### WORK TO BE COMPLETED:
Render every line of the entries below as a Markdown table with two columns, Row for the row number and Text for the line itself, leaving out any blank lines.

### TASK INPUTS:
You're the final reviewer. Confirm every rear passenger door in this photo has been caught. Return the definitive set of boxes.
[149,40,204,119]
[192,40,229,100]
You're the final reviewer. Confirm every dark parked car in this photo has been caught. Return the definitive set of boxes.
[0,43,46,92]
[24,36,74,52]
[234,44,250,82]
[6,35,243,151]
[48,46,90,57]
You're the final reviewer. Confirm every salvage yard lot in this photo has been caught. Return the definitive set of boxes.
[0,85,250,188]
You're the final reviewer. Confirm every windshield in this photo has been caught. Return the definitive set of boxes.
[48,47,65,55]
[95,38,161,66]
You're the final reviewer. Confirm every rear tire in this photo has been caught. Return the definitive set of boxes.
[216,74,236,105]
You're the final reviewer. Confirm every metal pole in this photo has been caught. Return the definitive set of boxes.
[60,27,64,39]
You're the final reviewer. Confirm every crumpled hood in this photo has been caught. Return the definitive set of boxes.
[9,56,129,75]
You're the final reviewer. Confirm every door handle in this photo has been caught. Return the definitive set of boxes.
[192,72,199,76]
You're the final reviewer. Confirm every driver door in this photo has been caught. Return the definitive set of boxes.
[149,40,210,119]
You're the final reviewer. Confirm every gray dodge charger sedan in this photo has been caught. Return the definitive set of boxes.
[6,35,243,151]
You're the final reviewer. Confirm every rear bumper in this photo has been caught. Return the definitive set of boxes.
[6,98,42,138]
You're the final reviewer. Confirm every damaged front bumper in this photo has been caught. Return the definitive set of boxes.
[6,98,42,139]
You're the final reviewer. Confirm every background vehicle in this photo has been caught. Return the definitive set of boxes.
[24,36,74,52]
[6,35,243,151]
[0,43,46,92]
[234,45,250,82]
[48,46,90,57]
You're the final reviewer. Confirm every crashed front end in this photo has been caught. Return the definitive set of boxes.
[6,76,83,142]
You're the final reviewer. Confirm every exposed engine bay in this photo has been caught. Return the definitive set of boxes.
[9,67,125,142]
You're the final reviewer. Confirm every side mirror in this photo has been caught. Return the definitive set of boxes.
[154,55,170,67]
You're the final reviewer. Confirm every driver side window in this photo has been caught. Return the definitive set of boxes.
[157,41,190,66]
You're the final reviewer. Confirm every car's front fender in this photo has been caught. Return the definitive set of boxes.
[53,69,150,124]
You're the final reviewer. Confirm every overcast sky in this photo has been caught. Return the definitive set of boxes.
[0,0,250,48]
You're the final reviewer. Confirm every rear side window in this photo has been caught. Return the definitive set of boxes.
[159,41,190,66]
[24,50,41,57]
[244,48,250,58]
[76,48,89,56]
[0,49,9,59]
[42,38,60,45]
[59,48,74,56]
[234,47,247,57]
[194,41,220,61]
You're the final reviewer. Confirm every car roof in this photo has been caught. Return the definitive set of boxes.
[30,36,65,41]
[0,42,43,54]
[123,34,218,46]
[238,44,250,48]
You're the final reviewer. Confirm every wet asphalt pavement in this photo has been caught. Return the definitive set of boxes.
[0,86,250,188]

### SOLUTION TO THIS TASK:
| Row | Text |
|---|---|
| 1 | You're the final reviewer. Confirm every rear passenger door in this photo has been caught. Return the definitive set of boxes. |
| 2 | [149,40,204,119] |
| 3 | [192,40,229,100] |
| 4 | You're the final reviewer. Confirm every dark parked car in this photo has been caught. Return the definitive set of boxes. |
| 5 | [0,43,46,92] |
| 6 | [24,36,74,52] |
| 7 | [234,44,250,82] |
| 8 | [6,35,243,151] |
| 9 | [48,46,90,57] |
| 10 | You're the final reviewer. Confirm every salvage yard lot in this photo has been caught. Return the definitive set of boxes. |
| 11 | [0,85,250,188] |
| 12 | You're the final reviewer. Confirm every windshield in this photo has been caught. Return the definitive set of boxes. |
| 13 | [48,47,65,55] |
| 14 | [95,38,161,66] |
| 15 | You're the final reviewer. Confirm every rear tire in this photo has been caught. Return the definitive set of boxes. |
| 16 | [216,74,236,105] |
| 17 | You're the final reviewer. Confirm every metal pole in this photo has been caught. Return the definitive set of boxes. |
| 18 | [60,27,64,39] |
| 19 | You're the final reviewer. Confirm every crumpled hood in this photo has been caught. Return the definitive set of boxes. |
| 20 | [9,56,129,75] |
| 21 | You're the final reviewer. Confirm every door handle in this photo has been caught. Return the definitive set of boxes. |
| 22 | [192,72,199,76] |
| 23 | You're the final reviewer. Confirm every driver door in this photo has been caught. Return the definitive set of boxes. |
| 24 | [149,40,210,119] |
| 25 | You're the final reviewer. Confirm every gray dodge charger sedan in this photo has been caught. Return the definitive set of boxes. |
| 26 | [6,35,243,151] |
| 27 | You're the final reviewer. Confirm every rear bumper in this photo has been caught. Return the definitive set of boxes. |
| 28 | [6,98,42,138] |
| 29 | You're the final reviewer. Confirm every damaged front bumper in this photo has been caught. Return the definitive set of boxes. |
| 30 | [6,98,42,139] |
| 31 | You're the final reviewer. Confirm every background vehicle in this photo has been caught. Return the definitive set of boxes. |
| 32 | [24,36,74,52] |
| 33 | [6,35,243,151] |
| 34 | [0,43,46,92] |
| 35 | [234,45,250,82] |
| 36 | [48,46,90,57] |
| 37 | You're the final reviewer. Confirm every crashed front end in this photo has been caught. Return the definitive set of boxes. |
| 38 | [6,76,83,142] |
| 39 | You're the final reviewer. Confirm every exposed engine bay in this photo has been caught. Return the definitive set of boxes. |
| 40 | [9,67,125,142] |
| 41 | You're the final reviewer. Confirm every side mirror in this photo has been caught. Return the definitive set of boxes. |
| 42 | [154,55,170,67] |
| 43 | You're the final reviewer. Confirm every driver side window in this photo has been caught. Return the definitive set of boxes. |
| 44 | [157,41,190,66] |
| 45 | You're the final reviewer. Confirm every car's front fender in this photo has been caught. Return the definitive set of boxes. |
| 46 | [53,69,150,124] |
| 47 | You're the final reviewer. Confirm every overcast sky in this photo has been caught. Return the definitive set of boxes. |
| 48 | [0,0,250,48] |
| 49 | You're the final reviewer. Confirm every rear side window in this photo has been caught. Return the definitive set of boxes. |
| 50 | [159,41,190,66] |
| 51 | [24,50,41,57] |
| 52 | [244,48,250,58] |
| 53 | [76,48,89,56] |
| 54 | [0,49,9,59] |
| 55 | [42,38,60,45] |
| 56 | [59,48,74,56] |
| 57 | [234,47,247,57] |
| 58 | [194,41,220,61] |
| 59 | You're the final reviewer. Confirm every car roof in this photo has been caught. Return the definitive set of boxes. |
| 60 | [30,36,65,41] |
| 61 | [0,42,43,54] |
| 62 | [123,34,218,46] |
| 63 | [238,44,250,48] |
| 64 | You're the final reviewer. Confirm every wet asphalt pavement in this photo has been caught. Return the definitive set of boxes. |
| 65 | [0,86,250,188] |